--- Begin Exercise materials ---

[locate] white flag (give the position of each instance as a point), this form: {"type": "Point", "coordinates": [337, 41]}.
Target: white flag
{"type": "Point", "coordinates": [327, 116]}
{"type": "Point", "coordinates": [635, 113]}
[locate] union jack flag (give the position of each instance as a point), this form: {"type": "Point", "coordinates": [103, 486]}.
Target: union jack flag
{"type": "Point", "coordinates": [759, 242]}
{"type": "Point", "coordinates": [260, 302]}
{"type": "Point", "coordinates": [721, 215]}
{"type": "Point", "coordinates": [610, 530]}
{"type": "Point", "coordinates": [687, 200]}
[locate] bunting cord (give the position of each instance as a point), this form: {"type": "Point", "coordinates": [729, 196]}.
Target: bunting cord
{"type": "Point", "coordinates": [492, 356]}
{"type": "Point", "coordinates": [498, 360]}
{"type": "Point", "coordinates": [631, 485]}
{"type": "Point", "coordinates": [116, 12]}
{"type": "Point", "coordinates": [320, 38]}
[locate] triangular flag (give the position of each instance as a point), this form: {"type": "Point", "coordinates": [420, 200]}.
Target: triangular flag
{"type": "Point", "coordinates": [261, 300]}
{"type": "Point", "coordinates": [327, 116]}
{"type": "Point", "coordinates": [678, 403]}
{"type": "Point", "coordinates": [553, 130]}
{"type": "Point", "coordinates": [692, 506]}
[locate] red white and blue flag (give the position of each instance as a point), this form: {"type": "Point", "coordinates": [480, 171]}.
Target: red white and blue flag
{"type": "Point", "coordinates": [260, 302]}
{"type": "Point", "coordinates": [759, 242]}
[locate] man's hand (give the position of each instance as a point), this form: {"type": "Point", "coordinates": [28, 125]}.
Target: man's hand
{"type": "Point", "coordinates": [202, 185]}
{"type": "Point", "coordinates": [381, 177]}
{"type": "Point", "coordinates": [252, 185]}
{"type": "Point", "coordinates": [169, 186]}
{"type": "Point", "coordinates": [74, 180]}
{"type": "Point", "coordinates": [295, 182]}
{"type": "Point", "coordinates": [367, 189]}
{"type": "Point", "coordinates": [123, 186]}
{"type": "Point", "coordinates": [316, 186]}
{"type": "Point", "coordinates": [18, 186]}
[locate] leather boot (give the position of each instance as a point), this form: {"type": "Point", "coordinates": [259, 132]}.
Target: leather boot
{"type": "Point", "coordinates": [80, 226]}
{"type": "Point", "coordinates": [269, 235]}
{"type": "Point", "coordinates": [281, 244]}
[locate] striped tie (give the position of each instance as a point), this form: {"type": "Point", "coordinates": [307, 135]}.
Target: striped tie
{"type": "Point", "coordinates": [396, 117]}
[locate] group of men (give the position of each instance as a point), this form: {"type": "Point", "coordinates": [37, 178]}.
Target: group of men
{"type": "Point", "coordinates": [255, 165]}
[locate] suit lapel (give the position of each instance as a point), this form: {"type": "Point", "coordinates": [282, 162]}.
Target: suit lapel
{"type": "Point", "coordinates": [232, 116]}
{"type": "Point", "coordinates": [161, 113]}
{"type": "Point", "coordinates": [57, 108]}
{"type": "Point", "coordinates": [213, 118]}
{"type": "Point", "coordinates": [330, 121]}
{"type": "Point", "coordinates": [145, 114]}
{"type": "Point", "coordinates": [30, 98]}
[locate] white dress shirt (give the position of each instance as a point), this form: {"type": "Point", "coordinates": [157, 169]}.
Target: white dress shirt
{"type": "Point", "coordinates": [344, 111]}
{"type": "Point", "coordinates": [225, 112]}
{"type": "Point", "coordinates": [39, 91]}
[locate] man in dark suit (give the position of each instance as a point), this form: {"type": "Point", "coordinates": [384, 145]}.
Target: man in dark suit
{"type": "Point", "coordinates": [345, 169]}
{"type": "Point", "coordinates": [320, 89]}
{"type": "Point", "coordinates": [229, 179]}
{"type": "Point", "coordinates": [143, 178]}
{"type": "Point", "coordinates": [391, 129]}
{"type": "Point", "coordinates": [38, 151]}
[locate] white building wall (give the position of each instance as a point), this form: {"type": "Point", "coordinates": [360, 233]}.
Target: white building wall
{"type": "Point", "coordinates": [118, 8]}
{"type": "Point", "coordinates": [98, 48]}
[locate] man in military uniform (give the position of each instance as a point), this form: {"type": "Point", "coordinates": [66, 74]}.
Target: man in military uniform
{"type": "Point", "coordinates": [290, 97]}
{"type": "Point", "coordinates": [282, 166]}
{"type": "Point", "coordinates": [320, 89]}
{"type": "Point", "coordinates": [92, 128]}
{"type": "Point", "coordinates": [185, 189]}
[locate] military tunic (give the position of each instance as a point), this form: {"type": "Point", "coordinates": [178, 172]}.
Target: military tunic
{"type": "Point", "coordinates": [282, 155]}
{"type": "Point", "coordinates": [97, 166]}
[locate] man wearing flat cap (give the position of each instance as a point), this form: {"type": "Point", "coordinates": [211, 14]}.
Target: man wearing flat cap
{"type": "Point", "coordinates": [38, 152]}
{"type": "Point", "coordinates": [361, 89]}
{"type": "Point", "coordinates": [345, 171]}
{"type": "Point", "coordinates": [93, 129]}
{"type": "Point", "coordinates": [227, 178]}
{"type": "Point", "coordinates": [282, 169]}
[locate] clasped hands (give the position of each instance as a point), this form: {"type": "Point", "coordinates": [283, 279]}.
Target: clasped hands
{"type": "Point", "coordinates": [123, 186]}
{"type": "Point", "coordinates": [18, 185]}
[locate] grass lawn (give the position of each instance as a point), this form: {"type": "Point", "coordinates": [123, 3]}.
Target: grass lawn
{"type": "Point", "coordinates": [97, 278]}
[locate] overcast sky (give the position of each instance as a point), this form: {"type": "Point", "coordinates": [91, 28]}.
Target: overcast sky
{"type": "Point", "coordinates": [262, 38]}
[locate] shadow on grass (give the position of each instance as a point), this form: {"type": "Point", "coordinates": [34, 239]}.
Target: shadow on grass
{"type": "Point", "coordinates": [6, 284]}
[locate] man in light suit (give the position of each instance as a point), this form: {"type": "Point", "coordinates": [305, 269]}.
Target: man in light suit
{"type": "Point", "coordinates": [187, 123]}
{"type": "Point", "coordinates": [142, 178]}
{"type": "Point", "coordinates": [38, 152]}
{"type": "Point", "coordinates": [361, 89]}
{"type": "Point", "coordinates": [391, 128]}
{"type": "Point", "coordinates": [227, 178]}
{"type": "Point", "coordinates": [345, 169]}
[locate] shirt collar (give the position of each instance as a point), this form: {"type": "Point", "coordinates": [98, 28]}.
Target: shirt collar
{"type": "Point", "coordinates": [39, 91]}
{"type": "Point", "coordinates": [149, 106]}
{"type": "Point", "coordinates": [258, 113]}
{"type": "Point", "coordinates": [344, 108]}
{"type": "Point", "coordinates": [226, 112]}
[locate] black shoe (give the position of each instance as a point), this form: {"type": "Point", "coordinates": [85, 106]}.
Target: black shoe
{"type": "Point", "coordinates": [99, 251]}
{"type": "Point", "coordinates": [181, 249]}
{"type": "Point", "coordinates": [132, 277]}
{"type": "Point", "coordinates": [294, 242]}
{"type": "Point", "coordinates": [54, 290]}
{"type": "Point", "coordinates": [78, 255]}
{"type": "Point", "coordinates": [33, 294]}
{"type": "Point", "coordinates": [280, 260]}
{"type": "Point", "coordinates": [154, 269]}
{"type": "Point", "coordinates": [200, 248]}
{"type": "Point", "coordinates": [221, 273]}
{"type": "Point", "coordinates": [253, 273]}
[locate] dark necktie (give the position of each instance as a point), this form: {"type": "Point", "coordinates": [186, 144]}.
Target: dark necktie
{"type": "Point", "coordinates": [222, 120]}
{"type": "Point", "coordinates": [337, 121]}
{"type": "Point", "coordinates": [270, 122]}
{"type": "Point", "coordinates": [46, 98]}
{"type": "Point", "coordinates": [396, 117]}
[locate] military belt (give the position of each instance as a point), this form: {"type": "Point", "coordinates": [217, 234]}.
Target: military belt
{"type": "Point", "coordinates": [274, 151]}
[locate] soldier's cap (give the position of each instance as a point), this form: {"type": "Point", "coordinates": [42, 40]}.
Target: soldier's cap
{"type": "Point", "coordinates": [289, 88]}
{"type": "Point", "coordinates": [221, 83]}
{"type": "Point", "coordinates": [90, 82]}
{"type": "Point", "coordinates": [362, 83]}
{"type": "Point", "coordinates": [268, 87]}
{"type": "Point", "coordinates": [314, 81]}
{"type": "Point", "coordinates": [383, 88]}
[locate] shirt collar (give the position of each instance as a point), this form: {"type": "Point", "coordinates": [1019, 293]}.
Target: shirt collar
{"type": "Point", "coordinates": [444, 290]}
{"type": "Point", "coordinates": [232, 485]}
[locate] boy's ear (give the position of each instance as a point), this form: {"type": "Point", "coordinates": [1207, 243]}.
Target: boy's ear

--- End Exercise materials ---

What the task asks
Retype, exactly and only, the lines running from the one with "[locate] dark necktie" through the final line of the listing above.

Output for this exercise
[locate] dark necktie (give the position of each instance as a point), this form: {"type": "Point", "coordinates": [186, 144]}.
Target: dark necktie
{"type": "Point", "coordinates": [222, 120]}
{"type": "Point", "coordinates": [337, 121]}
{"type": "Point", "coordinates": [270, 122]}
{"type": "Point", "coordinates": [46, 98]}
{"type": "Point", "coordinates": [396, 117]}
[locate] military belt (give the position of each instance as a point), this form: {"type": "Point", "coordinates": [217, 234]}.
Target: military belt
{"type": "Point", "coordinates": [274, 151]}
[locate] soldier's cap (give the position of each instance as a point), this form: {"type": "Point", "coordinates": [42, 40]}.
Target: soldier's cap
{"type": "Point", "coordinates": [289, 88]}
{"type": "Point", "coordinates": [221, 83]}
{"type": "Point", "coordinates": [90, 82]}
{"type": "Point", "coordinates": [362, 83]}
{"type": "Point", "coordinates": [268, 87]}
{"type": "Point", "coordinates": [314, 81]}
{"type": "Point", "coordinates": [383, 88]}
[locate] shirt collar (give the position of each instance as a point), this form: {"type": "Point", "coordinates": [1019, 293]}.
Target: shirt collar
{"type": "Point", "coordinates": [444, 290]}
{"type": "Point", "coordinates": [232, 485]}
[locate] boy's ear (give the position of each instance as a point), this form: {"type": "Point", "coordinates": [1207, 243]}.
Target: boy's ear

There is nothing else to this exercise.